→ Your task
For this exercise, print the records below verbatim.

→ Provided records

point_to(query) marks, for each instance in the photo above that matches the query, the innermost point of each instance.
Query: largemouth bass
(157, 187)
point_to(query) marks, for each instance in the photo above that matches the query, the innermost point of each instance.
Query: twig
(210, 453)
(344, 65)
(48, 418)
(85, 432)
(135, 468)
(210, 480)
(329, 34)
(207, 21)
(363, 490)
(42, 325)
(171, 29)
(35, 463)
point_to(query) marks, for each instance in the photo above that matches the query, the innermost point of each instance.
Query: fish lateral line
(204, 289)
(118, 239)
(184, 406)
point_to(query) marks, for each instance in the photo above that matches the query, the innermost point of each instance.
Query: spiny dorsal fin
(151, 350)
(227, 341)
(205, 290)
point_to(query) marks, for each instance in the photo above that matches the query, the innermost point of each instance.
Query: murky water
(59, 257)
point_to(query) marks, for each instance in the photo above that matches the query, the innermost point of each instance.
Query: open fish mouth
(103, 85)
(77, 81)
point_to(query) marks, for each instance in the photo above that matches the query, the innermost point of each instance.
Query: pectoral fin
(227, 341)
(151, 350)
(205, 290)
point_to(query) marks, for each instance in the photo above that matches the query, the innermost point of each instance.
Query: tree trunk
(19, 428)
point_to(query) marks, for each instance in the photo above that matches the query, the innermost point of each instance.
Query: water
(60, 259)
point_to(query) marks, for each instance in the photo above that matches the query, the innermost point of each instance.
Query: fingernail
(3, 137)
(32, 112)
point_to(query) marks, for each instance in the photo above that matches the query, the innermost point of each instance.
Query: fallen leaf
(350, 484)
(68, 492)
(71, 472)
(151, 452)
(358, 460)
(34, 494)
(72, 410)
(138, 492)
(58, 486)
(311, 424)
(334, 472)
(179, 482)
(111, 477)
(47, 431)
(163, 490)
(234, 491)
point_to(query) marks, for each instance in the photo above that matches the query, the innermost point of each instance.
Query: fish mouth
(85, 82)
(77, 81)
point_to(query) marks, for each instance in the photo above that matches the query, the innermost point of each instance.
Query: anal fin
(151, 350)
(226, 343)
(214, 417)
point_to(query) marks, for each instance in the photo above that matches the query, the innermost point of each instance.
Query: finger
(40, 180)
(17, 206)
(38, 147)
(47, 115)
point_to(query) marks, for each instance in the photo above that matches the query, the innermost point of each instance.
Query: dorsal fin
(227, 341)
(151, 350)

→ Exercise solution
point_to(query) marks, for each instance in the photo above that matches the query, the innermost point of each instance.
Query: largemouth bass
(157, 187)
point_to(query) marks, for each instance in the photo above that matches the query, the innermost point of each instance.
Query: twig
(210, 453)
(344, 65)
(48, 418)
(85, 432)
(135, 468)
(210, 480)
(329, 34)
(207, 21)
(363, 490)
(42, 325)
(171, 29)
(35, 463)
point_to(query) marks, for each instance in the photo above that matches the query, the innermost point of each instance.
Query: fish lateral line
(204, 289)
(118, 239)
(184, 406)
point_to(query) marks, for each instance in the photo above that matches the query, the innermost point of each instance.
Query: spiny dorsal fin
(151, 350)
(227, 341)
(205, 290)
point_to(query) marks, for each instance in the photo above that matches the query, the innermost point of each instance.
Query: murky water
(59, 257)
point_to(query) marks, for each instance in the photo above that matches the query, the innermost point of each instance.
Query: open fish mouth
(103, 85)
(77, 81)
point_to(query) marks, for each instance in the photo above that matches the query, the innermost point of each instance.
Query: pectoral fin
(227, 341)
(151, 350)
(205, 290)
point_to(query) marks, for each instance in the photo above that matches the query, the innermost point of each instance.
Query: tree trunk
(19, 428)
point_to(query) marks, for each instance in the photo above that matches the query, the innermost point of each instance.
Query: water
(60, 259)
point_to(query) marks, for each instance in the photo above that matches the query, the innermost point of each instance.
Query: fingernail
(3, 137)
(32, 112)
point_to(query) marks, for each instance in the photo above that matches the query, the innermost point of each instance.
Query: fallen leaf
(350, 484)
(68, 492)
(71, 472)
(151, 452)
(358, 460)
(34, 494)
(72, 410)
(138, 492)
(58, 486)
(311, 424)
(334, 472)
(179, 482)
(111, 477)
(47, 431)
(163, 490)
(234, 491)
point_to(query) marks, for each instance in the photo above that matches the query, the innermost point of each instance.
Query: fish mouth
(85, 82)
(77, 81)
point_to(query) marks, for each instance in the photo above that matches the query, the innermost point of each instance.
Query: anal fin
(151, 350)
(226, 343)
(214, 417)
point_to(query) marks, for each instance in the photo above that matches the query, the innermost point of each instance.
Query: finger
(40, 180)
(17, 206)
(38, 147)
(47, 115)
point_to(query) marks, for each instance in the photo above that matches the query, the innermost point of each instance.
Query: dorsal fin
(227, 341)
(151, 350)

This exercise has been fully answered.